→ Exercise aim:
Below is a set of records. Repeat all of them exactly.
BEGIN Material
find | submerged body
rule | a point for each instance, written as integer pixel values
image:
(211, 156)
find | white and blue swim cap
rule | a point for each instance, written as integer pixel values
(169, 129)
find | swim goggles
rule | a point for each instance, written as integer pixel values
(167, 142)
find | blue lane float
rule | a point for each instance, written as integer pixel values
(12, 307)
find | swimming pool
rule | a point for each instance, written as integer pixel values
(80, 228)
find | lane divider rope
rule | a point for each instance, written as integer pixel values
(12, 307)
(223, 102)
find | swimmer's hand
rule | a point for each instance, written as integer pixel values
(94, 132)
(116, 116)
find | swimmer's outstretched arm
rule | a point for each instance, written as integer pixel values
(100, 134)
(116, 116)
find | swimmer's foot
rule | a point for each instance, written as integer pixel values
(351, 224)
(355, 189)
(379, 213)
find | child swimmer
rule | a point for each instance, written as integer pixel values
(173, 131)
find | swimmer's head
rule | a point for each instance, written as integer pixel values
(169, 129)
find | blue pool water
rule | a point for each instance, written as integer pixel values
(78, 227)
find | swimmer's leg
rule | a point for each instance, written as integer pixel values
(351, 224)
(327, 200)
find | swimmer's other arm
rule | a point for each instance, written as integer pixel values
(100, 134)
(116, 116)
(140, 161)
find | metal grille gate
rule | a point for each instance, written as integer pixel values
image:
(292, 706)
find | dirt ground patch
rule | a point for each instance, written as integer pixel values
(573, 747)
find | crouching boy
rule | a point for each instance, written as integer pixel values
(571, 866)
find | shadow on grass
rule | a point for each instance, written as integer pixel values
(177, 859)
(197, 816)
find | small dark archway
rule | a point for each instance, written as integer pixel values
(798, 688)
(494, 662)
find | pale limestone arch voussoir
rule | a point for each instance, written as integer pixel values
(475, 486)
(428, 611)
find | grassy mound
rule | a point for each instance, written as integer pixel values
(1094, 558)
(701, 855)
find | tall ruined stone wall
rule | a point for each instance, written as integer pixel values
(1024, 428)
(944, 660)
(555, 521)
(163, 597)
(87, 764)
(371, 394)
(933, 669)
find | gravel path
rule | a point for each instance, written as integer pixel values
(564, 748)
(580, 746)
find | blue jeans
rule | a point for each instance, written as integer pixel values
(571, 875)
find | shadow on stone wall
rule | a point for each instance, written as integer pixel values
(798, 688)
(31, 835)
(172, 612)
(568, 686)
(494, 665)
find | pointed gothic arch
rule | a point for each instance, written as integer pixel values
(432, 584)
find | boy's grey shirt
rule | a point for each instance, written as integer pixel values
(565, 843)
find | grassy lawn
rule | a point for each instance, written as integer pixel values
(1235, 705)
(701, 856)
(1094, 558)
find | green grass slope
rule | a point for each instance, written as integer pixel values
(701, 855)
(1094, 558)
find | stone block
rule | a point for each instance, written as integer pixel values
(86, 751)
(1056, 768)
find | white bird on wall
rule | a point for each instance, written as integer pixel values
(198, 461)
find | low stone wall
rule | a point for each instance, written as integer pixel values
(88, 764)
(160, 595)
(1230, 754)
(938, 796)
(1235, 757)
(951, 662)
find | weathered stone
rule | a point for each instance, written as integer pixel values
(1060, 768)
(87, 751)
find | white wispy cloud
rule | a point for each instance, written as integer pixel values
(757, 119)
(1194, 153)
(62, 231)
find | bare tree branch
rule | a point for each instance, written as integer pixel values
END Material
→ Output for this task:
find | submerged body
rule | a point for each instance, written as integer pixel values
image:
(211, 156)
find | white and blue swim cap
rule | a point for each instance, written as integer pixel values
(169, 129)
find | swim goggles
rule | a point for each instance, written as integer pixel values
(167, 142)
find | blue lane float
rule | a point for each instance, written as integer pixel values
(12, 307)
find | swimming pool
rule | a point for each instance, written as integer pixel values
(80, 228)
find | lane divider rope
rule | a point for each instance, written as integer pixel values
(12, 307)
(223, 102)
find | swimmer's hand
rule | a point for each instance, written as integer pixel values
(94, 132)
(116, 116)
find | swimmer's outstretched arm
rule | a point for each instance, written as integer pixel values
(100, 134)
(116, 116)
find | swimmer's foot
rule | a point for each instance, written as integer pixel values
(351, 224)
(355, 189)
(379, 213)
find | child swimmer
rule | a point for each instance, written as integer pixel values
(173, 131)
find | swimmer's head
rule | a point for each instance, written as integer pixel values
(169, 129)
find | blue pool water
rule | a point for each instance, written as integer pixel values
(78, 227)
find | swimmer's leg
rule | a point for each instance, written as integer pixel values
(351, 224)
(327, 200)
find | swimmer's other arm
rule | a point for each instance, written as integer pixel values
(100, 134)
(116, 116)
(140, 161)
find | metal grille gate
rule | a point for each instance, written as integer pixel values
image:
(292, 706)
find | dirt ground patch
rule | a point for each instance, written as integer pixel values
(573, 747)
find | crouching boy
rule | a point for each instance, written as integer pixel values
(571, 866)
find | shadow on grass
rule | a point for each instance, written as integer pixel values
(177, 859)
(197, 816)
find | small dark archway
rule | a point for each instance, written as integer pixel values
(798, 688)
(494, 662)
find | pale limestone arch voussoir
rule | a point for each instance, written as integer pixel values
(475, 486)
(428, 611)
find | grassy mound
rule | a point for each instance, written as integer pixel values
(1094, 558)
(701, 855)
find | tall ruined stone wall
rule | a point for each instance, written as integer pixel values
(1024, 428)
(944, 660)
(555, 521)
(163, 597)
(87, 764)
(371, 394)
(933, 669)
find | gravel path
rule | a point for each instance, written as integer pixel values
(564, 748)
(580, 746)
find | blue jeans
rule | a point for each instance, written as integer pixel values
(571, 875)
find | shadow on stone wall
rule | a point for each instance, written as integer pixel values
(798, 688)
(31, 835)
(172, 612)
(568, 686)
(494, 665)
find | pointed gothic arch
rule | a point for each instance, written as integer pixel values
(432, 584)
find | boy's grey shirt
rule | a point for each instance, written as integer pixel values
(565, 843)
find | grassy lawn
rule | a point for each instance, written as integer pixel values
(1235, 705)
(701, 856)
(1094, 558)
find | green grass slope
rule | a point for each instance, written as integer pixel values
(701, 855)
(1094, 558)
find | stone block
rule | a point for each instance, written as integer pixel values
(86, 751)
(1056, 768)
find | white bird on wall
rule | a point for each instance, written as integer pixel values
(198, 461)
find | low stone wall
rule | a point for each instance, written as integer pixel values
(88, 764)
(160, 595)
(1230, 754)
(938, 796)
(1235, 757)
(951, 662)
find | weathered stone
rule | a point for each instance, written as integer pixel values
(1060, 768)
(87, 751)
find | white wispy cloud
rule | a point for each instance, written as integer pixel values
(757, 119)
(1194, 153)
(62, 231)
find | bare tree branch
rule | a point for each instance, written as integer pixel values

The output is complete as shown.